## Work required:
Transcribe each of the entries exactly.

## Exercise input:
'''
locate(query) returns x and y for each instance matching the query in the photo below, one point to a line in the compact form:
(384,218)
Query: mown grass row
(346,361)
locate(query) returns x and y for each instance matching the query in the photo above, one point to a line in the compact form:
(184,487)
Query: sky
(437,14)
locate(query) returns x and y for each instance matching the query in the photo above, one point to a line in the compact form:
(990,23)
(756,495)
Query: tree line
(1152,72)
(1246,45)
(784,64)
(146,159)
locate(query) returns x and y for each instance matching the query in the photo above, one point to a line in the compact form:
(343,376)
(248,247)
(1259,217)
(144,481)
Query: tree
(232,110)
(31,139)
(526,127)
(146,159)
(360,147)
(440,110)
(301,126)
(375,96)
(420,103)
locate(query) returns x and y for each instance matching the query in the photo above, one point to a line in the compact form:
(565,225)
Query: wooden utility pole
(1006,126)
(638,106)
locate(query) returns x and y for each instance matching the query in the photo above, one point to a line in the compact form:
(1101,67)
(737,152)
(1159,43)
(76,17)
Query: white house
'''
## Solution:
locate(query) returns x and y for each instance matching the query in the photo below, one point to a line in the compact form:
(384,218)
Query: mown grass row
(346,361)
locate(query) returns x and y for each instance matching the query in the photo above, one point to a line in the compact form:
(184,487)
Query: sky
(437,14)
locate(query) returns x and y for each instance matching the query in the photo above, one point to a line in the compact form:
(990,23)
(756,495)
Query: tree line
(1152,72)
(1246,45)
(784,64)
(146,159)
locate(query) returns x and y for each instance matching the query in the photo above, one point to a line in the compact form:
(343,376)
(248,247)
(1259,217)
(144,481)
Query: tree
(232,110)
(31,139)
(526,127)
(146,159)
(360,147)
(440,110)
(301,126)
(375,96)
(420,103)
locate(query) returns x and y for each instance matching the query in the photo above, one point to a line in the compact form:
(565,225)
Query: wooden utility pole
(1006,126)
(638,106)
locate(query) returns x and y for each instance matching the query in the photo above, one point to a line in the compact form:
(1101,67)
(737,152)
(1159,43)
(76,17)
Query: white house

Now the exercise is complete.